• **THE TASK**: Can you rewrite everything from the line containing "Scan for electrical cord in the frame." down to the line containing "[[117, 669, 345, 988]]", with "wrapping" replaced by "containing" and nothing else changed?

Bounding box annotation entries
══════════

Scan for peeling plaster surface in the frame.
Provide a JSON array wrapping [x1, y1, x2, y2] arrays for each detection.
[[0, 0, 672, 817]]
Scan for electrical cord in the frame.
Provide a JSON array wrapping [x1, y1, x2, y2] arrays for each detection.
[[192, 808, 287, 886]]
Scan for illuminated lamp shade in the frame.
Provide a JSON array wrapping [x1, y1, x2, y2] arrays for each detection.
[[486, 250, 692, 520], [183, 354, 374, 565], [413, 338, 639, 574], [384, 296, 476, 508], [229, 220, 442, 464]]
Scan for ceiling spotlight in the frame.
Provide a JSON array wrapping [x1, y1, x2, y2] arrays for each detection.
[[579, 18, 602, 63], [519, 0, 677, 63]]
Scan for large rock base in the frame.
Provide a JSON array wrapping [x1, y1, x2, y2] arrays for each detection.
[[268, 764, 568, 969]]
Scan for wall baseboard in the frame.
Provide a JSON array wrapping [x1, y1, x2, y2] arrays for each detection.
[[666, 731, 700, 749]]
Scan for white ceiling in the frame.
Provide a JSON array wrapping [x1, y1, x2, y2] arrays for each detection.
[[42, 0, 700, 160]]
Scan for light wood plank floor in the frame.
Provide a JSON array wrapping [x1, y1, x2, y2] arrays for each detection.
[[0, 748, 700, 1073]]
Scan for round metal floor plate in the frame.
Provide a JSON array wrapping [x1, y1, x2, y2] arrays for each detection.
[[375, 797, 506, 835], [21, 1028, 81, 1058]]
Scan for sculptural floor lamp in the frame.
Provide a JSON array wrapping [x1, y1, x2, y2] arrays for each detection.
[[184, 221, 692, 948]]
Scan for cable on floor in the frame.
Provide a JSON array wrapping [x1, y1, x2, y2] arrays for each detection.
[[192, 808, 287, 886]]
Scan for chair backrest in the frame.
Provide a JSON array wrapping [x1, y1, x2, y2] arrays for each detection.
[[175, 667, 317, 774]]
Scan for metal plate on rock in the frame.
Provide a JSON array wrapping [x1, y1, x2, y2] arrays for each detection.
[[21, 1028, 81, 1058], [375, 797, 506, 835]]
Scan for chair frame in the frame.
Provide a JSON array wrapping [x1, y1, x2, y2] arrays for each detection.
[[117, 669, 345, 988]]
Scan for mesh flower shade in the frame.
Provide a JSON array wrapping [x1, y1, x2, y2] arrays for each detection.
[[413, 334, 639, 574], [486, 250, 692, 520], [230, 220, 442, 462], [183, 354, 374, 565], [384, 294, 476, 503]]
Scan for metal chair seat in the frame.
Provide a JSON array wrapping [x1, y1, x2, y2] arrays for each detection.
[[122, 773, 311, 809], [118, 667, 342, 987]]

══════════

• **EXPECTED ANSWER**:
Scan for electrical cord in the frame.
Provide a JSON array containing [x1, y1, x2, y2] arrays for each detection.
[[192, 808, 287, 886]]
Scan for illuminated lamp shade in the frame.
Provide a JSON array containing [x1, y1, x2, y2] arrays for each detection.
[[486, 250, 692, 520], [183, 354, 374, 565], [413, 338, 639, 574], [384, 296, 476, 508], [229, 220, 442, 464]]
Scan for ceiling spotlight in the frame.
Provide a JSON array containing [x1, y1, x2, y2] arrays for each detection.
[[579, 18, 602, 63], [519, 0, 677, 63]]
Scan for large rock base in the frame.
Provide a JSON array containing [x1, y1, x2, y2] arrays for each detection.
[[268, 764, 568, 969]]
Scan for wall baseboard in the frame.
Provide a JSON array containing [x1, y1, x2, y2] arrays for each detection.
[[666, 731, 700, 749]]
Scan for white ceiling in the frame.
Provide a JSON array containing [x1, y1, x2, y2] arrays for each detection.
[[42, 0, 700, 160]]
Scan for light wood plank floor in the frame.
Provide a JSON array containing [x1, y1, x2, y2] arrays for each detection.
[[0, 748, 700, 1073]]
Scan for round metal floor plate in the frame.
Provide a JSON array containing [x1, y1, x2, y2] arrays for each detection.
[[375, 797, 506, 835], [21, 1028, 81, 1058]]
Scan for sculptural floor lamp in the frame.
Provide a JSON array containing [x1, y1, x2, y2] arrays for each detection.
[[184, 221, 692, 948]]
Scan for cable on floor in the frame.
Provide a JSON array containing [x1, y1, x2, y2] arrays for each detection.
[[192, 808, 287, 886]]
Scan for chair backrest in the frame.
Provide a JSON array containing [x1, y1, x2, y2] arrays for each detection.
[[175, 667, 317, 774]]
Scan for metal plate on rock in the frame.
Provide a JSON array containing [x1, y1, x2, y2] arrays for each detection.
[[21, 1028, 81, 1058], [375, 797, 506, 835]]
Scan for chair frame in the frame.
Provide a JSON array containing [x1, y1, x2, y2] arrays for each detection.
[[117, 669, 345, 988]]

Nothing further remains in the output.